(PAGE TEXT begins)

Scaffold-Based Multi-Objective Drug Candidate Optimization

TL;DR

The paper addresses the need to balance multiple drug-like properties in scaffold-constrained drug design. It proposes ScaMARS, a scaffold-focused graph-based Markov chain Monte Carlo framework that uses an MPNN prior and a flexible desirability score to navigate chemical space around a starting scaffold. Results show high final-solution quality with a 99.5% success rate and 84.6% diversity, outperforming the conditional molGCT in multi-parameter optimization. This approach enhances adaptability and efficiency for discovering scaffold-consistent drug candidates while providing insights into how scaffold choice and fragment vocabulary shape exploration.

Abstract

In therapeutic design, balancing various physiochemical properties is crucial for molecule development, similar to how Multiparameter Optimization (MPO) evaluates multiple variables to meet a primary goal. While many molecular features can now be predicted using \textit{in silico} methods, aiding early drug development, the vast data generated from high throughput virtual screening challenges the practicality of traditional MPO approaches. Addressing this, we introduce a scaffold focused graph-based Markov chain Monte Carlo framework (ScaMARS) built to generate molecules with optimal properties. This innovative framework is capable of self-training and handling a wider array of properties, sampling different chemical spaces according to the starting scaffold. The benchmark analysis on several properties shows that ScaMARS has a diversity score of 84.6\% and has a much higher success rate of 99.5\% compared to conditional models. The integration of new features into MPO significantly enhances its adaptability and effectiveness in therapeutic design, facilitating the discovery of candidates that efficiently optimize multiple properties.
Paper Structure (10 sections, 2 equations, 5 figures, 1 table)

This paper contains 10 sections, 2 equations, 5 figures, 1 table.

Figures (5)

  • Figure 1: (a) ScaMARS workflow for proposing a new molecule generation. First, the initial scaffold or molecule from the previous generation is fed into the MPNN as the 'Prior'. A new, 'Proposal' molecule is then proposed through edits (addition or subtraction of atom groups) by the MPNN. The MPO scores of both Prior and Proposal molecules are used in the annealed MCMC to choose whether the model accepts the proposal. If so, the Proposal is added to the generation and the cycle repeats. If not, the Prior molecule is kept unchanged for the next generation. Once it reaches the desired number of molecules, MPNN loss is calculated on the success of the entire generation to favor beneficial edits. (b) The workflow of a conditional model, specifically molGCT, for comparison.

(PAGE TEXT ends)
(INFORMATION PROVIDED begins)

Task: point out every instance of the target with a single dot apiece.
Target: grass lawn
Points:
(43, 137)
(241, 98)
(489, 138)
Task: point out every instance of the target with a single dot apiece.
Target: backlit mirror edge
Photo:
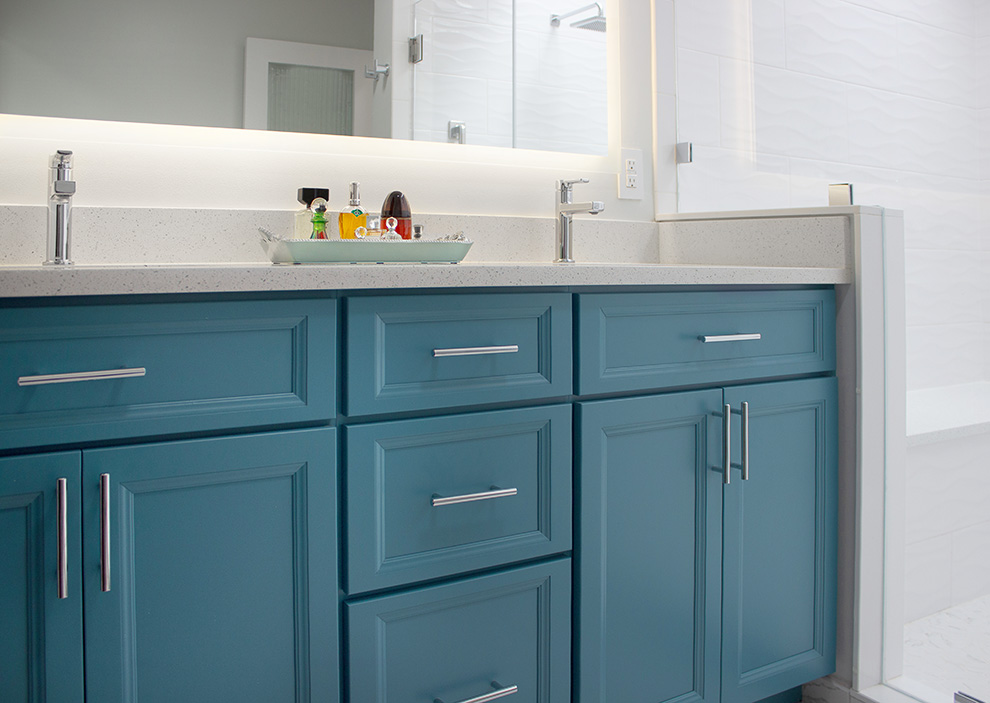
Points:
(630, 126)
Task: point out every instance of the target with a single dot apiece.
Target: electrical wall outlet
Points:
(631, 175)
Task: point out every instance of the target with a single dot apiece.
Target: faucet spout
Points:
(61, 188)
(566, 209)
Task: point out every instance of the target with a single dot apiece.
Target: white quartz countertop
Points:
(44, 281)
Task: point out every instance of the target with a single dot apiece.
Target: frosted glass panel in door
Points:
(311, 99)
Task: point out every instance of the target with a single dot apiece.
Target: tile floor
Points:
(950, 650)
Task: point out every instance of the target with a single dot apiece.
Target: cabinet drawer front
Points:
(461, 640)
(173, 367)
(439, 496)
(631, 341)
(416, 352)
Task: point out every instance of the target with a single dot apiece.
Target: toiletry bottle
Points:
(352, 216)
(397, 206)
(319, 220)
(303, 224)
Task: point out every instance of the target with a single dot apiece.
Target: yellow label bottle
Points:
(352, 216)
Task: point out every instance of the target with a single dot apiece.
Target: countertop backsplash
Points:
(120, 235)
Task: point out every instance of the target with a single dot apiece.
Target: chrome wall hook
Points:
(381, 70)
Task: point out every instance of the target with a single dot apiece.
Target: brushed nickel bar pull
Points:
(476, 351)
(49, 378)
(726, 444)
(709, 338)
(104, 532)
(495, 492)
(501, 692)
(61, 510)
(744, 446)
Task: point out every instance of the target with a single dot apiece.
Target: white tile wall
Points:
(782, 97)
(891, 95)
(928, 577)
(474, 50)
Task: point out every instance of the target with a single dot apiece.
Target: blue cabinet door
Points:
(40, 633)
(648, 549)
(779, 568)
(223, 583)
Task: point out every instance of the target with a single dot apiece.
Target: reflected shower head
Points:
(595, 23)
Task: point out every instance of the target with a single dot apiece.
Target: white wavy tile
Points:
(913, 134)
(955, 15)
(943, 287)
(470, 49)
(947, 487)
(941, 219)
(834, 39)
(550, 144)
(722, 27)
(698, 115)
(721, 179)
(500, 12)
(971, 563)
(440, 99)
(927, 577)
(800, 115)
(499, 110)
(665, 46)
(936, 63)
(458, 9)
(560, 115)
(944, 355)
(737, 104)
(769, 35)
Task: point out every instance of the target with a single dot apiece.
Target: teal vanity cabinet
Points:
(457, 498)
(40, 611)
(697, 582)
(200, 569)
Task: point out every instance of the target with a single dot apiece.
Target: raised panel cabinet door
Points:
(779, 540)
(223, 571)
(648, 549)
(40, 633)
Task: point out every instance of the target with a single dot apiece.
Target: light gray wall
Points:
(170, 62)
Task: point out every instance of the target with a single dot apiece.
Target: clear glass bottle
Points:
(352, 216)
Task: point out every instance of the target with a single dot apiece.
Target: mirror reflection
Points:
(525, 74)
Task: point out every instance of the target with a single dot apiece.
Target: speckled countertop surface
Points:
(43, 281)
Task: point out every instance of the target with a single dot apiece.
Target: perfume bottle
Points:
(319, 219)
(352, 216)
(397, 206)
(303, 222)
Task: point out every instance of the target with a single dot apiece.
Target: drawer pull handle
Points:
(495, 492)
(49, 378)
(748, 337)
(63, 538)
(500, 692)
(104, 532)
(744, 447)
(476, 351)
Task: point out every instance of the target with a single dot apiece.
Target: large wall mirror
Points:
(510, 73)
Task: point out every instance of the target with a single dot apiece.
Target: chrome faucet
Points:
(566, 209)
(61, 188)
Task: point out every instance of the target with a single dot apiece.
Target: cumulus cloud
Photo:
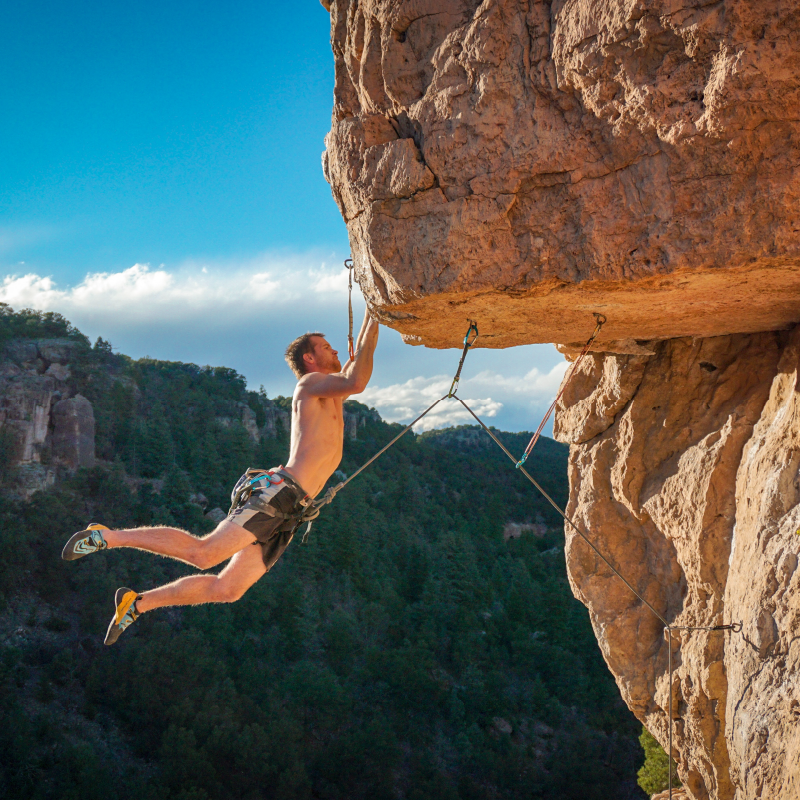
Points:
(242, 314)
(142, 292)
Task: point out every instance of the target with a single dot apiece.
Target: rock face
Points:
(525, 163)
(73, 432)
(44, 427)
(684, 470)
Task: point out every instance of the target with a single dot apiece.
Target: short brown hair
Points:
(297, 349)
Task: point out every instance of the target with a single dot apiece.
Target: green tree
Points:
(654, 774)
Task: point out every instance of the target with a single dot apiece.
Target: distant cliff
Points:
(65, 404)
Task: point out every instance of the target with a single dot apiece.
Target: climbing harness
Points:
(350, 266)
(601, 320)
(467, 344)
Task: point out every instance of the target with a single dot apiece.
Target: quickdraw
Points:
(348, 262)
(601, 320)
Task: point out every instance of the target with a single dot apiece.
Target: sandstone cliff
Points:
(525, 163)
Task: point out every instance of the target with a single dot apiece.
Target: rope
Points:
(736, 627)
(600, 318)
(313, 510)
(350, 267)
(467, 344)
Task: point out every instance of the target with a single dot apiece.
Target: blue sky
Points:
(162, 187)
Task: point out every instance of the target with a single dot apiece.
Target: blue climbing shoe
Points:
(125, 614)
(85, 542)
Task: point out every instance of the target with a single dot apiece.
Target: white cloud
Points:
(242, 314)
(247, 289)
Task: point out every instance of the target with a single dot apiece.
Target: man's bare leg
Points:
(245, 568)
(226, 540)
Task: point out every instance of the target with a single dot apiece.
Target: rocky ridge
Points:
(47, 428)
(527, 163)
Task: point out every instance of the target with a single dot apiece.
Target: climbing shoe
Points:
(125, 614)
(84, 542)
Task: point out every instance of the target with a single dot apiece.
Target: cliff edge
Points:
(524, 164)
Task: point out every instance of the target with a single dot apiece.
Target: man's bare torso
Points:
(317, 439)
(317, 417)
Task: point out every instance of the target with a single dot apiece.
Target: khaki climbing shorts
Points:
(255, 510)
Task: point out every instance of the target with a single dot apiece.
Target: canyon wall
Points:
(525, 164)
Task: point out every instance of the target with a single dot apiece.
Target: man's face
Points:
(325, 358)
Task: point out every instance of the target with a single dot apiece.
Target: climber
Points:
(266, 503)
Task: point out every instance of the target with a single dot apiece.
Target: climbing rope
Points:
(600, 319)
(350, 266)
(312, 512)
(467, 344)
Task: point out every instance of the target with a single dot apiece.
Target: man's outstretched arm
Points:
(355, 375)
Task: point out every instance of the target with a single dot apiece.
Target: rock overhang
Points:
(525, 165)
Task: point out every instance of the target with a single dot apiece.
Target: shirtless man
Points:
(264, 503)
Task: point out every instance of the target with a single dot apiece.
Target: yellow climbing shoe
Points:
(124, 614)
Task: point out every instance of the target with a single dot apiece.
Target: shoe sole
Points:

(INFORMATION PROVIDED ends)

◆ PROBLEMS TO SOLVE
1. Answer these questions from the ScaMARS text, one per line:
(a) What diversity score does ScaMARS achieve?
(b) Which conditional model is ScaMARS compared against?
(c) According to Figure 1, what happens to the Prior molecule if the proposal is not accepted?
2. Rewrite as a short list the paragraph of the ScaMARS text that begins "The paper addresses the need", keeping its main facts.
3. Return, copied word for word, the part of the ScaMARS text that opens with the words "Scaffold-Based Multi-Objective Drug" and closes with "vocabulary shape exploration.".

◆ RESPONSES
1.
(a) 84.6%
(b) molGCT
(c) It is kept unchanged for the next generation.

2.
- Problem: balancing multiple drug-like properties in scaffold-constrained drug design.
- Method: ScaMARS, a scaffold-focused, graph-based Markov chain Monte Carlo framework that explores chemical space around a starting scaffold using an MPNN prior and a flexible desirability score.
- Results: a 99.5% success rate and 84.6% diversity, outperforming the conditional molGCT in multi-parameter optimization.
- Value: greater adaptability and efficiency in finding scaffold-consistent drug candidates, plus insight into how scaffold choice and fragment vocabulary shape exploration.

3.
Scaffold-Based Multi-Objective Drug Candidate Optimization

TL;DR

The paper addresses the need to balance multiple drug-like properties in scaffold-constrained drug design. It proposes ScaMARS, a scaffold-focused graph-based Markov chain Monte Carlo framework that uses an MPNN prior and a flexible desirability score to navigate chemical space around a starting scaffold. Results show high final-solution quality with a 99.5% success rate and 84.6% diversity, outperforming the conditional molGCT in multi-parameter optimization. This approach enhances adaptability and efficiency for discovering scaffold-consistent drug candidates while providing insights into how scaffold choice and fragment vocabulary shape exploration.